Shirley Provides a Window Into Jackson’s Own Haunted House

Shirley Provides a Window Into Jackson’s Own Haunted House

Shirley Provides a Window Into Jackson's Own Haunted House - 684
Elisabeth Moss and Odessa Young in Shirley (2020)

“It made me feel thrillingly horrible.”

These are some of the first words that Rose Nemser gets out upon meeting a cantankerous Shirley Jackson in the new movie Shirley, now streaming on Hulu. They serve as a rather succinct review of “The Lottery,” the deceptive and dark short story that first shot Jackson to prominence. But those words also make for a quick summary of director Josephine Decker’s moody, gothic, and claustrophobic film.

Until recently, Shirley Jackson’s oeuvre of unsettling horror stories largely spoke for her. She was only 48 when she died in 1965, and her reclusive lifestyle has shrouded her in our collective memory. But her stories — including the genre staple The Haunting of Hill House — spoke loud and clear about her remarkable, macabre mind, influencing generations of writers who followed.

Now here she is. Or, at least, a version of her. The movie Shirley, with Elizabeth Moss as its Jackson, is an adaptation of Susan Scarf Merrell’s 2014 novel of the same name. That novel dispatches a young fictional couple, Fred (Logan Lerman) and pregnant Rose (Odessa Young), to live with Jackson and her professor husband, Stanley Hyman (Michael Stuhlbarg), when Fred starts his academic career under Stanley’s tutelage.

That move-in is where the movie starts, and where things become “thrillingly horrible,” as this version of Shirley Jackson’s life sprinkles in the very elements that made her stories so unnerving.

- - -

*What this exercise asks*:
1: In the movie review, how old was Shirley Jackson when she died?
2: Rewrite the movie review's passage starting with "Shirley Provides a Window Into Jackson's" and going on through "and claustrophobic film.", putting "Netflix" in place of "Hulu".
3: Write what comes next in the movie review about Shirley, picking up after its final sentence.

- - -

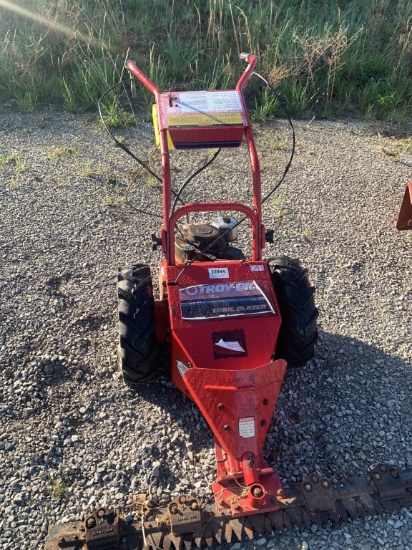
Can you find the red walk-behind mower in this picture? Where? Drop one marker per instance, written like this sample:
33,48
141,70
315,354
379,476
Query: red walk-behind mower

- - -

*Answers for this exercise*:
1: She was 48 when she died in 1965.

2:
Shirley Provides a Window Into Jackson's Own Haunted House - 684
Elisabeth Moss and Odessa Young in Shirley (2020)

“It made me feel thrillingly horrible.”

These are some of the first words that Rose Nemser gets out upon meeting a cantankerous Shirley Jackson in the new movie Shirley, now streaming on Netflix. They serve as a rather succinct review of “The Lottery,” the deceptive and dark short story that first shot Jackson to prominence. But those words also make for a quick summary of director Josephine Decker’s moody, gothic, and claustrophobic film.

3:
What Lies Beneath

What Lies Beneath

What’s the gothic version of Cottagecore? Whatever it is, it’s as close as I can come to describing Shirley’s aesthetic. There is Shirley Jackson, rambling around her finely adorned, ivy-covered home, careworn from neglect. There are Shirley and Rose, traipsing through emerald-green woods, stumbling upon pockets of mushrooms. There, too, are scads of brightly dressed coeds on a pastoral Vermont campus, over which hangs the grim disappearance of one of their own.

The film, like the book it’s based on, is a Red Delicious apple hiding a maggot-eaten core. It’s a wonderful homage to Jackson’s best-known works, all of which expose the dirty underbellies of their preening, lustrous subjects — whether they be a grand house or a “respectable” town.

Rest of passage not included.